▶ **Coordinate annotation entries**:
━━━
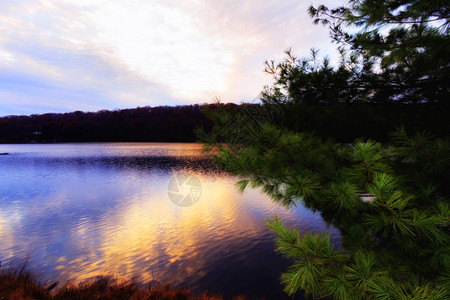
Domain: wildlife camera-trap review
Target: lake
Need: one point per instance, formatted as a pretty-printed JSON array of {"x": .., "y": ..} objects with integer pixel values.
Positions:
[{"x": 157, "y": 210}]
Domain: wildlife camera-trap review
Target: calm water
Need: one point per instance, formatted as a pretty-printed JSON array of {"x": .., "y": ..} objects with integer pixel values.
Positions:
[{"x": 81, "y": 210}]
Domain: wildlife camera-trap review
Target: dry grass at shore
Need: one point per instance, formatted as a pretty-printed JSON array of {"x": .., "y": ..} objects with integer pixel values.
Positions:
[{"x": 22, "y": 284}]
━━━
▶ **Exercise aim**:
Please pull out each line of the entries above that contains the string "Target".

▶ **Full solution**:
Target: lake
Target: calm water
Target: dry grass at shore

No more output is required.